§ YOUR INSTRUCTIONS
The listing below should be copied in full, word for word.

____ RECORDS FOR THIS EXERCISE

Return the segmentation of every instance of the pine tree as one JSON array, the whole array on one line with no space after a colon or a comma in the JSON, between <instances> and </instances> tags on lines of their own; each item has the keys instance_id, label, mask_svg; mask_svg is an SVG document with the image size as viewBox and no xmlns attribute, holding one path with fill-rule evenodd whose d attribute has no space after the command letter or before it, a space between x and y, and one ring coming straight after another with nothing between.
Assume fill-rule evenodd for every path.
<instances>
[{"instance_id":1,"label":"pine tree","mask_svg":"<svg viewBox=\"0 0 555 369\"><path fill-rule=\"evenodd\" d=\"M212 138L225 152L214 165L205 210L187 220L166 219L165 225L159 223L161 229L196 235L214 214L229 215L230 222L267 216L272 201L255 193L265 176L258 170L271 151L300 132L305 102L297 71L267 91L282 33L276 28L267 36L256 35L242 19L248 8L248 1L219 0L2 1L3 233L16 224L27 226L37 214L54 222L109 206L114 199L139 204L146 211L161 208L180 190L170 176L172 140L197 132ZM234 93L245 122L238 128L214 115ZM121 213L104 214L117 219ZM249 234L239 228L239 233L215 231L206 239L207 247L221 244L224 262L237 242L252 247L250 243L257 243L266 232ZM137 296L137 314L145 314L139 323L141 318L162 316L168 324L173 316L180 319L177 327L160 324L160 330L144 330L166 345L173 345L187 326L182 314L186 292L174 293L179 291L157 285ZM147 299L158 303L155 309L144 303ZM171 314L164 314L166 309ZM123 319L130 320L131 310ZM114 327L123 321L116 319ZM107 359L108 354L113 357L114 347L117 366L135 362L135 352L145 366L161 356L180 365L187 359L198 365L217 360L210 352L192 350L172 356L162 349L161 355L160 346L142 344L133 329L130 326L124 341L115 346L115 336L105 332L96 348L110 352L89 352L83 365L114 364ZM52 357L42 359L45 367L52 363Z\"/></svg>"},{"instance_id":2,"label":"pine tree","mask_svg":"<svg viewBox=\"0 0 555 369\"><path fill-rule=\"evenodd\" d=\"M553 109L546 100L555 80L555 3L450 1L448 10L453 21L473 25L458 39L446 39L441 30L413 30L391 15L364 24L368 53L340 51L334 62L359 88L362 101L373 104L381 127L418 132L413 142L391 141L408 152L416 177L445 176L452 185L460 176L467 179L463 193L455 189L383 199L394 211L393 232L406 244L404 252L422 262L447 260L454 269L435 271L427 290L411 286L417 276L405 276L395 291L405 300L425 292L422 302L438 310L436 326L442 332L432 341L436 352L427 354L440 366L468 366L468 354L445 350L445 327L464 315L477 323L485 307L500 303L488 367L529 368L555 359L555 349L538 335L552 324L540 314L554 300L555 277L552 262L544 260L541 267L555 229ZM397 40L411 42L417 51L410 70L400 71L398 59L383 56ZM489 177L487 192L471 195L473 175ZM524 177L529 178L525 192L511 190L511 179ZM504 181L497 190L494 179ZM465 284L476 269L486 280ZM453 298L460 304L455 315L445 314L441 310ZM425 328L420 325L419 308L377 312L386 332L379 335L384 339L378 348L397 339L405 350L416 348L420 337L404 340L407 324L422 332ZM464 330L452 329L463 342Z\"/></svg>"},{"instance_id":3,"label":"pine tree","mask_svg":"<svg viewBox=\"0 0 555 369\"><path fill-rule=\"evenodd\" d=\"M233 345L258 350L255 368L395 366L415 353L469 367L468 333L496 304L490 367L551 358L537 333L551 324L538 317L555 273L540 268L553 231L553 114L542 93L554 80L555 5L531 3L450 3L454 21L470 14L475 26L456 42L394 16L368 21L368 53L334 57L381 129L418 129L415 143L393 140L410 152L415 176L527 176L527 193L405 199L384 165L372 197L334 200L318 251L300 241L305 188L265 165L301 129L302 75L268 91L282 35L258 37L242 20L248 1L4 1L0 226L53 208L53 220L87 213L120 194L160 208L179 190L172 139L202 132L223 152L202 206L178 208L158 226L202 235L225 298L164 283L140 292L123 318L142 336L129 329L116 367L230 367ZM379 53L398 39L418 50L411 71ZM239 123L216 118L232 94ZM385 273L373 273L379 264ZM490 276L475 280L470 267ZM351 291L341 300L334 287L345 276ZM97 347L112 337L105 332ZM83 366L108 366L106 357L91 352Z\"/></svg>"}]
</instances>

________

§ WORKED ANSWER
Return the segmentation of every instance of the pine tree as one JSON array, the whole array on one line with no space after a colon or a comma in the JSON, between <instances> and </instances> tags on lines of their own; each item has the keys instance_id, label, mask_svg; mask_svg is an SVG document with the image size as viewBox and no xmlns attribute, holding one path with fill-rule evenodd whose d attribute has no space after the command letter or before it, a space between x and y, and one ring coming straight after another with nothing between.
Assume fill-rule evenodd for every path.
<instances>
[{"instance_id":1,"label":"pine tree","mask_svg":"<svg viewBox=\"0 0 555 369\"><path fill-rule=\"evenodd\" d=\"M212 138L225 152L214 165L205 210L187 220L166 219L165 225L159 223L161 229L196 235L214 214L229 215L230 222L267 216L272 201L255 193L265 176L258 170L271 151L300 132L305 102L297 71L267 91L282 33L276 28L267 36L256 35L242 19L248 8L248 1L219 0L2 1L3 233L16 224L27 226L37 214L54 222L109 206L114 199L139 204L146 211L161 208L180 190L170 176L172 140L197 132ZM234 93L245 122L238 128L214 115ZM121 213L104 214L117 219ZM249 234L239 228L239 233L215 231L206 239L207 247L221 244L224 262L237 242L252 247L250 243L257 243L266 232ZM137 296L137 314L145 314L139 323L141 318L162 316L168 324L173 316L180 319L177 327L160 324L160 330L144 330L166 345L173 345L187 326L182 314L186 292L174 293L179 291L157 285ZM147 299L158 303L155 309L144 303ZM171 314L164 314L166 309ZM123 319L130 320L131 310ZM114 327L123 321L116 319ZM107 359L108 354L113 357L114 347L117 366L135 362L135 352L145 366L161 356L180 365L187 359L198 365L217 360L210 352L192 350L172 356L162 349L161 355L160 346L142 344L133 329L130 326L124 341L115 346L115 336L105 332L96 348L110 352L89 352L83 365L114 364ZM52 357L42 359L45 367L52 363Z\"/></svg>"},{"instance_id":2,"label":"pine tree","mask_svg":"<svg viewBox=\"0 0 555 369\"><path fill-rule=\"evenodd\" d=\"M553 109L546 100L555 80L555 3L450 1L448 10L453 21L473 25L458 39L446 39L441 30L413 30L391 15L364 24L368 53L340 51L334 62L359 88L362 101L373 104L381 127L418 132L413 142L391 141L408 152L416 177L445 176L452 185L460 176L467 179L463 193L455 189L383 199L394 211L393 232L406 244L404 252L422 262L447 260L454 269L435 271L427 290L411 286L417 276L405 276L395 291L405 300L425 292L422 302L438 310L436 326L442 332L432 341L436 352L427 354L440 366L468 366L468 354L445 350L445 327L464 315L477 323L485 307L500 303L488 367L529 368L555 359L555 349L538 335L552 324L540 314L554 300L555 277L552 262L544 260L541 267L555 229ZM397 40L411 42L417 51L410 70L400 71L398 59L383 56ZM489 177L487 192L471 195L473 175ZM524 177L529 178L525 192L511 190L511 179ZM504 181L497 190L494 179ZM465 284L476 269L486 280ZM453 298L460 304L455 315L445 314L441 310ZM425 328L420 325L419 308L377 312L386 332L379 335L384 339L378 348L397 339L405 350L416 348L420 337L404 340L407 324L422 332ZM464 330L452 329L463 342Z\"/></svg>"},{"instance_id":3,"label":"pine tree","mask_svg":"<svg viewBox=\"0 0 555 369\"><path fill-rule=\"evenodd\" d=\"M233 345L258 350L255 368L395 366L415 353L469 367L468 333L496 304L490 367L551 358L537 333L551 324L538 317L555 273L540 268L553 231L553 114L542 93L554 80L555 5L531 3L450 3L454 21L470 14L475 26L456 42L394 16L368 21L368 53L334 57L381 129L418 129L415 143L393 140L410 152L415 176L527 176L527 193L405 199L384 165L372 197L334 200L318 251L300 241L305 188L265 165L301 129L302 75L268 91L282 35L258 37L242 20L248 1L4 1L0 226L53 208L53 220L87 213L120 194L160 208L179 190L172 139L202 132L223 152L202 206L178 208L158 226L202 235L225 298L164 283L140 292L123 318L142 336L129 329L116 367L230 367ZM379 53L398 39L418 50L411 71ZM239 123L216 118L232 94ZM385 273L373 273L379 264ZM490 276L475 280L470 267ZM351 291L341 300L334 287L345 276ZM97 347L112 337L105 332ZM83 366L108 366L106 357L91 352Z\"/></svg>"}]
</instances>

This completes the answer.